| YOUR OBJECTIVE |
Scan the listing for the word "foliage", and copy out each line where it is found.

═══

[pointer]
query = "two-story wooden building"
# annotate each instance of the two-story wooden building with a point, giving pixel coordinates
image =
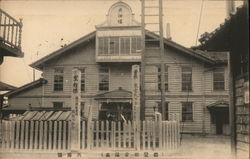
(196, 81)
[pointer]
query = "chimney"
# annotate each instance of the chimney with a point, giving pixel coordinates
(230, 7)
(168, 35)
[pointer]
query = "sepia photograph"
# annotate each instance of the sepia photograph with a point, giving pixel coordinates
(124, 79)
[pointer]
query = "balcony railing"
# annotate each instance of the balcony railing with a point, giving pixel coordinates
(10, 31)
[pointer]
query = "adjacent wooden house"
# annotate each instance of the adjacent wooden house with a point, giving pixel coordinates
(196, 81)
(232, 36)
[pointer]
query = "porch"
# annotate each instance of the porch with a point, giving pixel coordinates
(10, 35)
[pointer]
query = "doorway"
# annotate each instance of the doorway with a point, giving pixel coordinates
(115, 111)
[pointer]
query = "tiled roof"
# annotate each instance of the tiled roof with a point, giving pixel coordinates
(6, 87)
(25, 87)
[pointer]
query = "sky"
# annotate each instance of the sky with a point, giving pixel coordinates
(48, 24)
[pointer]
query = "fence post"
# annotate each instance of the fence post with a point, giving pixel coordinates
(160, 140)
(12, 134)
(17, 134)
(46, 135)
(55, 136)
(119, 134)
(102, 134)
(96, 123)
(31, 134)
(107, 134)
(64, 135)
(83, 134)
(129, 134)
(22, 135)
(50, 136)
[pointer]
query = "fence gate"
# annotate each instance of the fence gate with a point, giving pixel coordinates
(98, 135)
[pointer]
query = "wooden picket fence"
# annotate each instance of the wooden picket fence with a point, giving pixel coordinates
(102, 135)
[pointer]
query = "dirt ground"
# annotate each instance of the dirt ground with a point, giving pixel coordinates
(205, 147)
(192, 147)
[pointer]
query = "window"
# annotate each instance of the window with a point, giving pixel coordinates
(125, 45)
(219, 79)
(166, 78)
(186, 78)
(114, 45)
(57, 105)
(82, 79)
(136, 44)
(82, 109)
(166, 110)
(103, 79)
(187, 111)
(58, 79)
(119, 45)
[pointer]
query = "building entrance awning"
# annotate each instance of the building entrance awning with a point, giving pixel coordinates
(46, 115)
(118, 95)
(218, 105)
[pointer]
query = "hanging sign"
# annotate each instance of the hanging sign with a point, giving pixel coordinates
(136, 92)
(75, 109)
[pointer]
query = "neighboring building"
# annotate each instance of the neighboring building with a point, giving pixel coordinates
(3, 89)
(196, 81)
(233, 36)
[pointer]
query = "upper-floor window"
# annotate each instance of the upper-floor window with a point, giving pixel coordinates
(58, 79)
(57, 105)
(82, 108)
(119, 45)
(104, 79)
(187, 111)
(219, 79)
(166, 77)
(164, 111)
(186, 78)
(82, 79)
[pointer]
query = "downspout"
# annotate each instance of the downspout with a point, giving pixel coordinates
(203, 101)
(231, 106)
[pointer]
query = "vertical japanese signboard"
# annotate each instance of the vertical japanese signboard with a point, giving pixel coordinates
(136, 92)
(75, 109)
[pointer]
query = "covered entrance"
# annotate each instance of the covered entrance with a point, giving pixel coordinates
(219, 112)
(115, 111)
(115, 105)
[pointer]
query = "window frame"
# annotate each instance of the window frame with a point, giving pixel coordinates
(220, 71)
(166, 110)
(99, 81)
(56, 107)
(187, 113)
(159, 78)
(56, 82)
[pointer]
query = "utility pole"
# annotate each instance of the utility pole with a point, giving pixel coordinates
(158, 41)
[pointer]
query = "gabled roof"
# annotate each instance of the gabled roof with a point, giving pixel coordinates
(168, 43)
(119, 93)
(25, 87)
(6, 87)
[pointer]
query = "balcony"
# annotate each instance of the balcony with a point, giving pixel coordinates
(118, 49)
(10, 36)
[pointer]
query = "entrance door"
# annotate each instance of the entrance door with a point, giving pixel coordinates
(115, 111)
(219, 125)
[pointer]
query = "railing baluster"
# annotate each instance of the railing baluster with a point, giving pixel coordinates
(12, 32)
(4, 28)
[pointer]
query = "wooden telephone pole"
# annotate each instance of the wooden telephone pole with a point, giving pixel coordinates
(147, 9)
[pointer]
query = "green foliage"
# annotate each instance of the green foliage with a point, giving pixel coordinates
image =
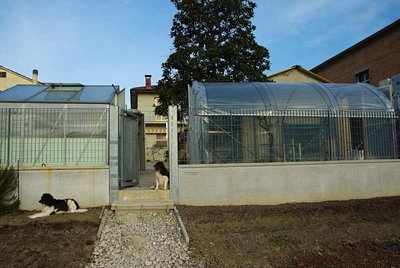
(213, 42)
(8, 189)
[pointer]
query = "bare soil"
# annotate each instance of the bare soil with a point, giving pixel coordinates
(64, 240)
(355, 233)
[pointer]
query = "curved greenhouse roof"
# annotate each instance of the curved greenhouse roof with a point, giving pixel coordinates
(287, 96)
(60, 93)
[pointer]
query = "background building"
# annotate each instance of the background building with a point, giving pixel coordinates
(374, 60)
(297, 74)
(145, 99)
(9, 78)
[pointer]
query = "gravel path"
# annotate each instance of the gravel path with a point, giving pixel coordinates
(134, 240)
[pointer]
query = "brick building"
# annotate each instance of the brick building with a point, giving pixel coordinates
(371, 60)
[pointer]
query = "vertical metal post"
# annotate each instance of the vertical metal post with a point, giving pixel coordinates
(65, 137)
(173, 153)
(232, 144)
(8, 136)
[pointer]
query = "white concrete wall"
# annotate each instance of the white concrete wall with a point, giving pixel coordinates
(276, 183)
(88, 186)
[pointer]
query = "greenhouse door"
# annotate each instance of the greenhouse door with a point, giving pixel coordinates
(128, 150)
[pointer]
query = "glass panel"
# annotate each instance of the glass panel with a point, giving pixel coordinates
(358, 97)
(101, 94)
(286, 96)
(298, 96)
(21, 92)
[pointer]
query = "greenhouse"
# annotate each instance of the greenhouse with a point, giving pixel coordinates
(55, 124)
(283, 122)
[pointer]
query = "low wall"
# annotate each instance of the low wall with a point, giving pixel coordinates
(89, 186)
(276, 183)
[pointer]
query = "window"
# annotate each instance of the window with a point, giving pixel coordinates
(161, 144)
(363, 77)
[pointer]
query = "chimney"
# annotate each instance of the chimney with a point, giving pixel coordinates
(148, 81)
(35, 73)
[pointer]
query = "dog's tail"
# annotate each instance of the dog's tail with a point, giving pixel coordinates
(81, 210)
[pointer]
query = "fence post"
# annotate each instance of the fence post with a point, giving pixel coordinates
(9, 137)
(173, 152)
(113, 153)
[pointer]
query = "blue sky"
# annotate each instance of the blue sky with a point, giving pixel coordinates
(119, 41)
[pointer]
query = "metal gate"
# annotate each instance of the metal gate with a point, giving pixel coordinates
(128, 150)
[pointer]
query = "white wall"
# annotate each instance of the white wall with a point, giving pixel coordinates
(276, 183)
(88, 186)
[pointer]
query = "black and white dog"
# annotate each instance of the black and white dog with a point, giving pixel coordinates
(162, 176)
(52, 206)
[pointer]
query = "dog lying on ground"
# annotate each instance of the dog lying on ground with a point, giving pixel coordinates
(162, 176)
(52, 206)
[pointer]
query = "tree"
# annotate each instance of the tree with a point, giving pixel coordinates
(214, 42)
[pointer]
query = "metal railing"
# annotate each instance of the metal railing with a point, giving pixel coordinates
(284, 136)
(54, 136)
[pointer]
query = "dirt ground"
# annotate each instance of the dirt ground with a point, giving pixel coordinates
(355, 233)
(64, 240)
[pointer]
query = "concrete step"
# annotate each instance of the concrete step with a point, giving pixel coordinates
(143, 194)
(146, 205)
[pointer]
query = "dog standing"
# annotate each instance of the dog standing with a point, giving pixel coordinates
(52, 206)
(162, 175)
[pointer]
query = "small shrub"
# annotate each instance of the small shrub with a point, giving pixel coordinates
(8, 189)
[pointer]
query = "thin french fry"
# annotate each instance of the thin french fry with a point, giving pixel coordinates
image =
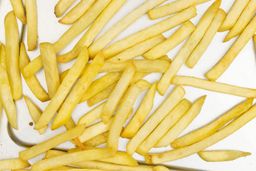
(215, 72)
(161, 112)
(212, 127)
(189, 46)
(175, 39)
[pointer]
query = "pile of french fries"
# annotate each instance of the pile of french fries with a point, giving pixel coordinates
(113, 95)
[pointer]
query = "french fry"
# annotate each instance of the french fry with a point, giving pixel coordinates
(222, 155)
(242, 21)
(137, 50)
(76, 12)
(12, 54)
(172, 8)
(120, 26)
(167, 124)
(117, 93)
(207, 142)
(122, 112)
(212, 127)
(32, 33)
(215, 72)
(176, 38)
(189, 46)
(233, 14)
(206, 40)
(161, 112)
(78, 91)
(64, 88)
(148, 32)
(182, 124)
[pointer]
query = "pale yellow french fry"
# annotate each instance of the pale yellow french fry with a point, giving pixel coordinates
(78, 91)
(149, 32)
(12, 54)
(117, 93)
(206, 40)
(182, 124)
(242, 21)
(32, 33)
(215, 72)
(175, 39)
(167, 123)
(201, 133)
(11, 164)
(34, 111)
(142, 112)
(205, 143)
(137, 50)
(70, 158)
(233, 14)
(189, 46)
(64, 88)
(76, 12)
(122, 112)
(161, 112)
(222, 155)
(172, 8)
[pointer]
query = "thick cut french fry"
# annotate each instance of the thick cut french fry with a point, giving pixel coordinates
(222, 155)
(122, 112)
(78, 91)
(161, 112)
(212, 127)
(215, 72)
(137, 50)
(120, 26)
(149, 32)
(12, 54)
(51, 143)
(168, 123)
(182, 124)
(242, 21)
(175, 39)
(233, 14)
(207, 142)
(206, 40)
(32, 33)
(189, 46)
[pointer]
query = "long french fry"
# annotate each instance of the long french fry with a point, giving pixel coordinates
(12, 54)
(64, 88)
(215, 72)
(149, 32)
(189, 46)
(212, 127)
(176, 38)
(161, 112)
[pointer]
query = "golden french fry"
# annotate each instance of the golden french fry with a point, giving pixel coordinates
(206, 40)
(12, 54)
(242, 21)
(212, 127)
(149, 32)
(161, 112)
(189, 46)
(78, 91)
(207, 142)
(64, 88)
(175, 39)
(32, 33)
(215, 72)
(167, 124)
(137, 50)
(222, 155)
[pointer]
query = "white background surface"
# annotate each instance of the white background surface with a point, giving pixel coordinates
(242, 72)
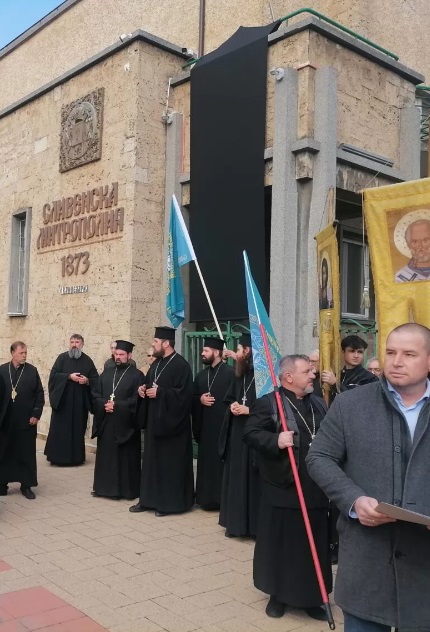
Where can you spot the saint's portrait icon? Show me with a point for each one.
(412, 239)
(325, 283)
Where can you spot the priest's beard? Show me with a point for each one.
(208, 361)
(243, 365)
(75, 353)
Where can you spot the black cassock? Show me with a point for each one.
(240, 491)
(167, 483)
(351, 378)
(70, 402)
(283, 565)
(17, 437)
(207, 423)
(117, 468)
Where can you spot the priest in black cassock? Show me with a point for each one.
(117, 468)
(70, 382)
(240, 484)
(353, 373)
(167, 482)
(21, 407)
(209, 407)
(283, 566)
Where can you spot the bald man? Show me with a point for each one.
(373, 446)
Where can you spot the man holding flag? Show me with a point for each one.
(283, 565)
(286, 548)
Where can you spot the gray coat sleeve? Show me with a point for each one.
(326, 457)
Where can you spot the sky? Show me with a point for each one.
(17, 16)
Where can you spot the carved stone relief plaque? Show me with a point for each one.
(81, 131)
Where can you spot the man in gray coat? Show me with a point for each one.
(374, 446)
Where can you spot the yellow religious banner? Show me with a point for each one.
(329, 299)
(398, 228)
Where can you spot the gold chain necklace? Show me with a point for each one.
(157, 376)
(311, 432)
(115, 386)
(211, 384)
(244, 398)
(14, 392)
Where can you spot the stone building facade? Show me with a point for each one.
(94, 142)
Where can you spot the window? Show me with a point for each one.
(355, 269)
(19, 263)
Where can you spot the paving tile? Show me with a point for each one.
(139, 625)
(4, 616)
(172, 622)
(12, 626)
(125, 572)
(51, 617)
(29, 601)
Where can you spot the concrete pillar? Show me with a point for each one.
(311, 222)
(410, 145)
(283, 253)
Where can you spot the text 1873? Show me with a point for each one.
(75, 264)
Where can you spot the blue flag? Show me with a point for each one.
(179, 252)
(258, 316)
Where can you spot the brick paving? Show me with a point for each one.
(82, 564)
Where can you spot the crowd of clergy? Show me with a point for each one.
(239, 472)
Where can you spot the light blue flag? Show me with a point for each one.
(179, 252)
(258, 316)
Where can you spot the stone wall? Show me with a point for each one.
(89, 26)
(370, 97)
(124, 296)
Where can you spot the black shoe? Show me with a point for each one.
(137, 508)
(275, 608)
(317, 613)
(28, 493)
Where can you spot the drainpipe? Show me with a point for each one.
(202, 11)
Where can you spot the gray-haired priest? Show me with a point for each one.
(21, 406)
(167, 483)
(283, 566)
(117, 468)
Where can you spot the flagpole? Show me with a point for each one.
(208, 297)
(303, 507)
(283, 419)
(194, 258)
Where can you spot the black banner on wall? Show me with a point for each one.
(227, 214)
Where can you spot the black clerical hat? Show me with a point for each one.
(245, 340)
(214, 343)
(124, 345)
(165, 333)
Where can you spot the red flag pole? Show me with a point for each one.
(299, 487)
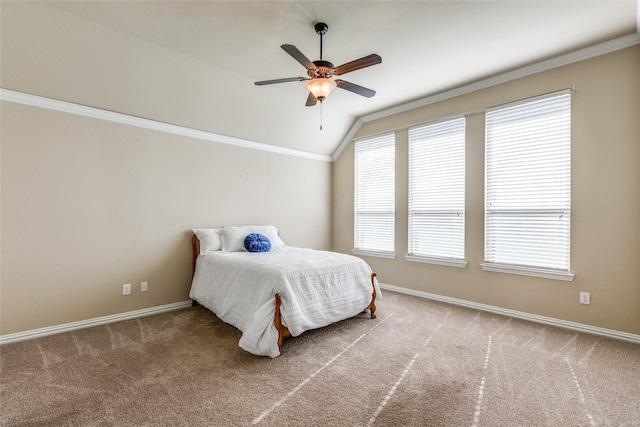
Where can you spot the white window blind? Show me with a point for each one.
(437, 189)
(374, 222)
(528, 183)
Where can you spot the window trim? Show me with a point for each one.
(380, 253)
(526, 270)
(449, 262)
(434, 258)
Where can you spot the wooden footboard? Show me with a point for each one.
(283, 331)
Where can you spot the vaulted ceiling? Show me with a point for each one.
(426, 47)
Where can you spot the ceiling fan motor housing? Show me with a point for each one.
(324, 69)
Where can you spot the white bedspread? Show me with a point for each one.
(317, 289)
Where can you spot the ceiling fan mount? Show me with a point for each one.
(320, 72)
(321, 28)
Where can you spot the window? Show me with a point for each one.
(374, 222)
(436, 192)
(528, 187)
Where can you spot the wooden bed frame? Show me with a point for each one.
(283, 331)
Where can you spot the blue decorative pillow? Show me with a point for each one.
(256, 242)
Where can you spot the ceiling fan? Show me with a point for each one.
(320, 82)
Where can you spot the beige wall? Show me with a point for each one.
(605, 232)
(88, 205)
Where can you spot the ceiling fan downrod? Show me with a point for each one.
(321, 29)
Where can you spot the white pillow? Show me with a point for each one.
(209, 239)
(233, 237)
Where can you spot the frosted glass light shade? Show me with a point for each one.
(320, 87)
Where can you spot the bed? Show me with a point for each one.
(278, 292)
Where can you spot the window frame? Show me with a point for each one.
(529, 218)
(383, 170)
(437, 203)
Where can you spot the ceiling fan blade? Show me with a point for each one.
(289, 79)
(298, 56)
(352, 87)
(363, 62)
(311, 100)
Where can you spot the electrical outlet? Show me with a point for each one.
(585, 298)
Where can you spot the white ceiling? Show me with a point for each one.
(426, 46)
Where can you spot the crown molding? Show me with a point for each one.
(559, 61)
(111, 116)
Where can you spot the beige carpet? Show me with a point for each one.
(420, 363)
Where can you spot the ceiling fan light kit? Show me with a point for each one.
(320, 82)
(320, 87)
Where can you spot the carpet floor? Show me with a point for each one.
(420, 363)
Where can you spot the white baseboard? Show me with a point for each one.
(50, 330)
(625, 336)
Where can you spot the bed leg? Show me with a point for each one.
(372, 305)
(283, 331)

═══

| TASK SOLUTION |
query = "green foliage"
# annotate each instance of the green foliage with a point, giving pixel coordinates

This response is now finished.